#### Text
-------------------------
CEOs ask Congress to pass ORPHAN Cures Act

Biotechnology Innovation Organization (BIO) member companies and CEOs sent a letter to congressional leaders urging them to pass the bipartisan ORPHAN Cures Act and support rare disease patients and R&D.

The Optimizing Research Progress Hope and New Cures (ORPHAN Cures Act) would fix a flaw in the Inflation Reduction Act (IRA) treatment of orphan drugs for rare diseases. Under the IRA, these drugs are exempt from price controls, “provided they are approved for one rare disease only,” says the February 26 letter, signed by more than two dozen companies and CEOs.

“The ORPHAN Cures Act removes this harmful feature from the IRA, clearing the way for much-needed progress in treating a wide range of rare diseases,” they explain.

The letter was delivered at the start of Rare Disease Week to Speaker of the House Mike Johnson, House Democratic Leader Hakeem Jeffries, Senate Majority Leader Chuck Schumer, and Senate Republican Leader Mitch McConnell.

Why do we need the ORPHAN Cures Act?

“Because the market for treatments for these diseases is by definition quite small, Congress enacted the Orphan Drug Act in 1983 to incentivize investment in them. While the Orphan Drug Act was a landmark achievement that led to numerous medical breakthroughs, only 5% of rare conditions today have treatments approved by the Food and Drug Administration (FDA),” says the letter.

However, under the IRA, drugs approved for a second medical condition “lose their exemption and become subject to the IRA’s pricing system,” the CEOs continue. “If this provision remains in place, investigation into the efficacy of new treatments for a wide range of rare diseases will decline, leaving potentially life-saving applications unexplored. Quite simply, the financial ‘reward’ for investment in such investigations, if successful, could actually be negative — due to the loss of the exemption from the IRA price-setting procedure.”

“Of the more than 280 orphan drugs approved since 2003, nearly a quarter were later approved to treat additional diseases. Some medicines earned approval for four or more follow-on indications,” said BIO Chair, Dr. Ted W. Love, in a Real Clear Health op-ed published in January.

“One common reason companies can decide to pursue rare disease treatments is the promise that a successful drug might prove effective for multiple conditions. For instance, a treatment that successfully defeats one type of rare cancer might work on another type of tumor, or a drug that addresses one autoimmune condition might prove similarly effective on others. When a disease is rare, scientific progress that saves lives often depends on this approach,” echoed Eric Dube, CEO of Travere Therapeutics, writing in The Hill.

ORPHAN Cures has broad support from American biotech industry, voters

The ORPHAN Cures Act was introduced on September 1 by Representatives John Joyce (R-PA) and Wiley Nickel (D-NC) in the House. Senators Tom Carper (D- DE) and John Barrasso, M.D., (R-WY) introduced the Senate companion to the legislation shortly after.

BIO strongly supports the bill, as does the Council of State Biosciences Associations (CSBA).

BIO Interim CEO Rachel King joined National Organization for Rare Disorders (NORD) CEO Peter Saltonstall in a STAT News op-ed explaining why Congress should vote for ORPHAN Cures, as well.

American voters agree. According to a Morning Consult poll commissioned by BIO, 4 in 5 voters say incentives for rare disease treatments should be a critical policy priority, while two-thirds want their lawmakers to vote for the ORPHAN Cures Act.

As BIO Chief Policy Officer John Murphy said during the BIO CEO and Investor Conference in New York, expect both sides to talk about price controls during this election year.
-------------------------
#### Collected data entries
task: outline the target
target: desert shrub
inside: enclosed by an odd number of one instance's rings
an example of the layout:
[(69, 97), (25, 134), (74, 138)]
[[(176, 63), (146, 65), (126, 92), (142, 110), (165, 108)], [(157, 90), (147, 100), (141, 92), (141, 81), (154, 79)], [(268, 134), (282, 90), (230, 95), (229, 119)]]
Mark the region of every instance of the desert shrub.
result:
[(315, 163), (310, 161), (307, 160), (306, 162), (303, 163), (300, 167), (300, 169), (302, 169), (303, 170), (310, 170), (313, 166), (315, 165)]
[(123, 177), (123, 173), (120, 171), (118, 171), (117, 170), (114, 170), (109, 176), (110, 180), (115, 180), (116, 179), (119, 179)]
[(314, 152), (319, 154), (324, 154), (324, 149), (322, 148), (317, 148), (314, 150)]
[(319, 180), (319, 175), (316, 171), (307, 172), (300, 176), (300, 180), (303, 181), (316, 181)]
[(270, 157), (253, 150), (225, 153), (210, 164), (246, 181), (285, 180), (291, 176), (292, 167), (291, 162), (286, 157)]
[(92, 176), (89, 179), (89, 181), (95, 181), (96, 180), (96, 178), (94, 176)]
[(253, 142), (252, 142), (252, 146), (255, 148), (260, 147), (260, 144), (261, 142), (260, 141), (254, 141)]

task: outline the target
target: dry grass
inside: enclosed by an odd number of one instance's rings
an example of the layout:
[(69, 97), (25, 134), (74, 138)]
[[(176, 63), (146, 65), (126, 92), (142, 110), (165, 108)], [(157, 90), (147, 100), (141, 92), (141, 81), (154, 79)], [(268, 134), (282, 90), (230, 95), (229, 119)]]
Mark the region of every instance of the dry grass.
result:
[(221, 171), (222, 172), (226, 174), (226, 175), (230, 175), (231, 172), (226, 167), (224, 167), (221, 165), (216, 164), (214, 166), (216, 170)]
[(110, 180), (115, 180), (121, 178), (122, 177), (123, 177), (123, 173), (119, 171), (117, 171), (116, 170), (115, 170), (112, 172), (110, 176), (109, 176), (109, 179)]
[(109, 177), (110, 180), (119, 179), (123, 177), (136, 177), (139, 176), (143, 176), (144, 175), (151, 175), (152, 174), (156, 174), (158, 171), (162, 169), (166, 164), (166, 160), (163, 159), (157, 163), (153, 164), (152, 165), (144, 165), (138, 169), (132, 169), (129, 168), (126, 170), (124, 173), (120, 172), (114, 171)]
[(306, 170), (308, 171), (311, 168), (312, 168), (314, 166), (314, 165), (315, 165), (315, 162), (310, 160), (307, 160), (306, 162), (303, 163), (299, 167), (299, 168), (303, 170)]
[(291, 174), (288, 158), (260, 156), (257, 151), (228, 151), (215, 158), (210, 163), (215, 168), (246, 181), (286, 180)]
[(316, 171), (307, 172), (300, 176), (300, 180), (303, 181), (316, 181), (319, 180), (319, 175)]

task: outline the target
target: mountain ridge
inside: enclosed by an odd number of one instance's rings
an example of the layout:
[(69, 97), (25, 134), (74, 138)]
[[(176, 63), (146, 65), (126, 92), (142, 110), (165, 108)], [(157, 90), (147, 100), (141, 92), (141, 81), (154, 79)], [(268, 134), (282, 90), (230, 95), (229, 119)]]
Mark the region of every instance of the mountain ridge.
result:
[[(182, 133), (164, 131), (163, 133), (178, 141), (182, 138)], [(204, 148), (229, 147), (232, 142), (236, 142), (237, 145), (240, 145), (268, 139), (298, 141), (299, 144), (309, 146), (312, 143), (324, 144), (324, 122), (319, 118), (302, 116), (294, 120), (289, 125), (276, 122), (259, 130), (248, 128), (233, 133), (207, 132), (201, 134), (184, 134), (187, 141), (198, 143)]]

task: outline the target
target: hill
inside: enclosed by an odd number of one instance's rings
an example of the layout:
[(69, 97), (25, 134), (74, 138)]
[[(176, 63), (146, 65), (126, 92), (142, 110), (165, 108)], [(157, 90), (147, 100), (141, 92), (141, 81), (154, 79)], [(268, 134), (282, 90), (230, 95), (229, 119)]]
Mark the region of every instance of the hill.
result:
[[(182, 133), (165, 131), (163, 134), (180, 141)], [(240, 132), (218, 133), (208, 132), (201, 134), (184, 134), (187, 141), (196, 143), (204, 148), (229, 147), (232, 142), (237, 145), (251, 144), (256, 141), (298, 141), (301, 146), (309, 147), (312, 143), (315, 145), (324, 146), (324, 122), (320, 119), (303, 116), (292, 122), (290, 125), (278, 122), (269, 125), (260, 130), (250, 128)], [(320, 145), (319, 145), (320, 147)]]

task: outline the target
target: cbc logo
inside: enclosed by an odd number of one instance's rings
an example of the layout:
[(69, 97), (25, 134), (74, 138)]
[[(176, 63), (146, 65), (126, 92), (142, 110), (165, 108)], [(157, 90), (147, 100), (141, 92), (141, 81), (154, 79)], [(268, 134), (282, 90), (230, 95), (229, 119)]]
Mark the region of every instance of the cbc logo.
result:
-------------------------
#### Exercise requirements
According to the ORPHAN Cures Act article, what share of rare conditions today have treatments approved by the FDA? Rely only on the ORPHAN Cures Act article to respond.

#### Reply to the task
Only 5% of rare conditions have FDA-approved treatments.